- EXERCISE DESCRIPTION
Word for word, quote all of the material, omitting the pictures.

------------

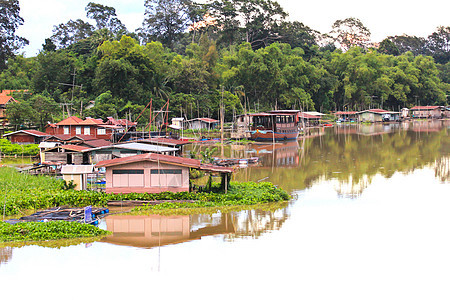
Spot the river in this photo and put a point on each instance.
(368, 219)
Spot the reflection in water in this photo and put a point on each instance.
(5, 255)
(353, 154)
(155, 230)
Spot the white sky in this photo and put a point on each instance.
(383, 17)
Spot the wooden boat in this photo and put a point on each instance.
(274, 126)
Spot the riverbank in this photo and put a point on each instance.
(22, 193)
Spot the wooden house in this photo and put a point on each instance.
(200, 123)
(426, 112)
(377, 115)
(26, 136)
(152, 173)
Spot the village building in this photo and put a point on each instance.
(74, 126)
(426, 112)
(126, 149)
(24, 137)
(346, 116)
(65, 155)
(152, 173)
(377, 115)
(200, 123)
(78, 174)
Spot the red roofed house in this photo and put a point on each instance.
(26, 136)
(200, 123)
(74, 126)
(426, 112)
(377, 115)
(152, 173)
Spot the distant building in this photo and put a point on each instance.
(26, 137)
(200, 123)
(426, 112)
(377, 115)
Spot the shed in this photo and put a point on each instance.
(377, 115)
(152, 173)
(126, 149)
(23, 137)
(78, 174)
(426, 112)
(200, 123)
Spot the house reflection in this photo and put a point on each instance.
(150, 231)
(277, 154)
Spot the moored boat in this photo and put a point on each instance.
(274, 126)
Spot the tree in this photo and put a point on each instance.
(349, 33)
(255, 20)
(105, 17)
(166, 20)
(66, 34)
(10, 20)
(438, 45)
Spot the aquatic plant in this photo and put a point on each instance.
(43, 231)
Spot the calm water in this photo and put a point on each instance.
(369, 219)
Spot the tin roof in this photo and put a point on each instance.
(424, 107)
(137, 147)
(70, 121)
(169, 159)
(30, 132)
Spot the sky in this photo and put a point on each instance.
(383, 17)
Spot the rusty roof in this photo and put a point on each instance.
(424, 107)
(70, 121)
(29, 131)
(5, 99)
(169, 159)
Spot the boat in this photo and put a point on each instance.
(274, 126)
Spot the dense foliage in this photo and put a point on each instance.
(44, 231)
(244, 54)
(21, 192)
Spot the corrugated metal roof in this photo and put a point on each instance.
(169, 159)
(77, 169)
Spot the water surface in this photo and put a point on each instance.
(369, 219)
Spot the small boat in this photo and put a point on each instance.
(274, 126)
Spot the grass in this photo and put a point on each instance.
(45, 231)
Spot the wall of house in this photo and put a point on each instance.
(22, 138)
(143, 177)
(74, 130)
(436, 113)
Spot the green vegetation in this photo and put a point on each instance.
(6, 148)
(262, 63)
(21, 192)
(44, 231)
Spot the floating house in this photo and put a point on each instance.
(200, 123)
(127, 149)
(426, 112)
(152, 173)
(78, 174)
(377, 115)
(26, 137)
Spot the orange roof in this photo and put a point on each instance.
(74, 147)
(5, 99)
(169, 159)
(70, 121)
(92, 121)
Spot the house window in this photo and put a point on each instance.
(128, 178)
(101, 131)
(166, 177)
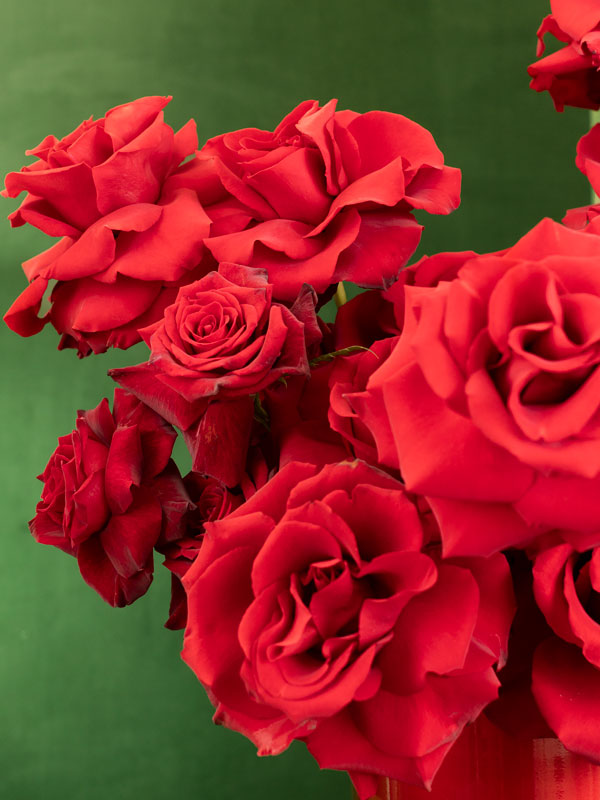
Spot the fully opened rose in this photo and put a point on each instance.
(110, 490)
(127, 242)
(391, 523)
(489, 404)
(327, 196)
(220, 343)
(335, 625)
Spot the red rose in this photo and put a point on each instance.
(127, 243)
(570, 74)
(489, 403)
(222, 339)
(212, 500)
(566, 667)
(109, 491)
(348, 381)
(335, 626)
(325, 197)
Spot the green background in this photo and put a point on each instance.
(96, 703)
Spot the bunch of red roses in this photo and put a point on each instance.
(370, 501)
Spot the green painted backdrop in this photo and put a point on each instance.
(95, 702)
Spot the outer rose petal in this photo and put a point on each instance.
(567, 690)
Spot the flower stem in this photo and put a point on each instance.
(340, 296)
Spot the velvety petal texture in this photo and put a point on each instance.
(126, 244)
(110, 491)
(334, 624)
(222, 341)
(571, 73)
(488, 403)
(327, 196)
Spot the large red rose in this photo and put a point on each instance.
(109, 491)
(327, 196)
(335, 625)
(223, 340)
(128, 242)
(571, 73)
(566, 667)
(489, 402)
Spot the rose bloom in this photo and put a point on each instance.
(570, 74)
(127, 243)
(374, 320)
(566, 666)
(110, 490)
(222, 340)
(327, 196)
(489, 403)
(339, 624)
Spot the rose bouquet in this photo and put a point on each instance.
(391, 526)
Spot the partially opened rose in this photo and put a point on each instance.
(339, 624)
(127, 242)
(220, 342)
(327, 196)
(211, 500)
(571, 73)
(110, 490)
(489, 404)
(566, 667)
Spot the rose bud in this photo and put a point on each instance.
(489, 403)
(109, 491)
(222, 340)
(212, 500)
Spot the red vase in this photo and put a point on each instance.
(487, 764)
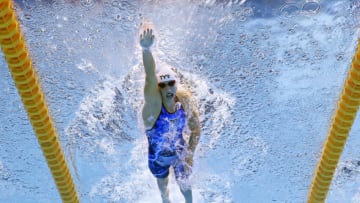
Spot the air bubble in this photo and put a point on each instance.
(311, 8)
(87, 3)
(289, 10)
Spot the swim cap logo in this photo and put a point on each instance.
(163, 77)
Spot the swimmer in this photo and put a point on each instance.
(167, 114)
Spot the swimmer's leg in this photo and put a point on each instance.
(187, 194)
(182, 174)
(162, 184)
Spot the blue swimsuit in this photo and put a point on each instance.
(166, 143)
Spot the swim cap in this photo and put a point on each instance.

------------

- COMPLETE ANSWER
Spot the river in this photo and put a point on each instance.
(368, 219)
Spot the reflection in water in this photo and put a point on each instance.
(5, 255)
(353, 154)
(155, 230)
Spot the white sky in this photo and put a point on each instance.
(383, 17)
Spot the wooden boat in this photo and put a point on each instance.
(274, 126)
Spot the riverbank in this photo and put a point on each instance.
(22, 193)
Spot the wooden house in this photo and put a point on each instance.
(200, 123)
(426, 112)
(377, 115)
(26, 136)
(152, 173)
Spot the village building in this photo and put a point on each instance.
(74, 126)
(426, 112)
(126, 149)
(24, 137)
(346, 116)
(65, 155)
(152, 173)
(377, 115)
(200, 123)
(78, 174)
Spot the red roofed house in this photo and put a point on each instance.
(26, 136)
(200, 123)
(74, 126)
(426, 112)
(377, 115)
(152, 173)
Spot the distant building in this photo and put a point on each instance.
(26, 137)
(200, 123)
(426, 112)
(377, 115)
Spot the shed in this photo and put a point on each instance.
(377, 115)
(152, 173)
(126, 149)
(23, 137)
(78, 174)
(426, 112)
(200, 123)
Spot the house reflection in this photo and put a point on each instance.
(150, 231)
(277, 154)
Spot the moored boat in this photo and put a point on each instance.
(274, 126)
Spot the tree in this photo and put a point on each instance.
(349, 33)
(255, 20)
(105, 17)
(166, 20)
(66, 34)
(10, 20)
(438, 45)
Spot the aquatic plant in this photo and put a point on each instance.
(43, 231)
Spot the calm water in this photo and put a point on each instance.
(369, 219)
Spot the tin roof in this photo and put a point on each instance.
(424, 107)
(137, 147)
(70, 121)
(169, 159)
(30, 132)
Spot the sky in this photo and put a point on each instance.
(383, 17)
Spot the rusty roof in this photo and put a point on each instance.
(424, 107)
(70, 121)
(29, 131)
(5, 99)
(169, 159)
Spot the boat in this photo and put a point on each instance.
(274, 126)
Spot the dense foliage in this photo and put a point on each instance.
(44, 231)
(244, 54)
(21, 192)
Spot the corrugated metal roof in this photo and put a point on each instance.
(169, 159)
(77, 169)
Spot the water surface in this photo and put a point on each instance.
(369, 219)
Spot the small boat in this photo and put a point on each instance.
(274, 126)
Spot the grass in this photo and put a point on each instance.
(45, 231)
Spot the wall of house in this photo and put a point on each instance.
(22, 138)
(143, 177)
(74, 130)
(436, 113)
Spot the green vegetation in this photo and put a point on each instance.
(6, 148)
(262, 63)
(21, 192)
(44, 231)
Spot the floating house in this photo and put a point on each instance.
(200, 123)
(127, 149)
(426, 112)
(152, 173)
(78, 174)
(377, 115)
(26, 137)
Spot the orange roof in this photo and put a point on each instance.
(74, 147)
(5, 99)
(169, 159)
(70, 121)
(92, 121)
Spot the house window in this photo and put a point on each instance.
(128, 178)
(101, 131)
(166, 177)
Spot the fully opened rose in this photo and put a point on each instance.
(110, 490)
(127, 242)
(391, 523)
(489, 404)
(327, 196)
(220, 343)
(335, 625)
Spot the red rose in this photo and put a point on each instance.
(127, 243)
(570, 74)
(489, 403)
(222, 339)
(212, 500)
(566, 667)
(109, 491)
(348, 381)
(335, 626)
(325, 197)
Spot the green background in this photo and put a point on each instance.
(96, 703)
Spot the bunch of red roses in this photo and put a point on each instance.
(370, 501)
Spot the green painted backdrop in this photo and put a point on each instance.
(95, 702)
Spot the outer rose petal in this photo and put a point on each instance.
(567, 690)
Spot the flower stem in this photo and put a point on each instance.
(340, 296)
Spot the velvety petal texture in this photo and put a point on each instance.
(126, 244)
(110, 491)
(334, 624)
(222, 341)
(571, 73)
(488, 403)
(327, 196)
Spot the large red rose in this photo and put a point on each instance.
(109, 491)
(327, 196)
(335, 625)
(223, 340)
(128, 242)
(571, 73)
(566, 667)
(489, 402)
Spot the rose bloom in this photo and put a point on each instance.
(570, 74)
(127, 243)
(374, 320)
(566, 666)
(110, 490)
(222, 340)
(327, 196)
(489, 403)
(339, 624)
Spot the rose bouquet in this photo and put a point on each instance.
(391, 526)
Spot the partially opened rose in this photo and put a point on each instance.
(339, 624)
(127, 242)
(220, 342)
(327, 196)
(211, 500)
(571, 73)
(110, 490)
(489, 404)
(566, 667)
Spot the rose bud in this photo and put a point on each instance.
(489, 403)
(109, 491)
(222, 340)
(212, 500)
Spot the red vase in this photo and put a point on each instance.
(487, 764)
Spot the air bubble in this photo and put a point on each instance.
(311, 8)
(87, 3)
(289, 10)
Spot the swim cap logo in this photo and put a point on each instance.
(163, 77)
Spot the swimmer in this photo and put a point on each instance.
(167, 114)
Spot the swimmer's leg in this photo and put a point on each instance.
(187, 194)
(182, 174)
(162, 184)
Spot the blue swimsuit in this photo and put a point on each instance.
(166, 143)
Spot the swim cap in this photo and put a point on each instance.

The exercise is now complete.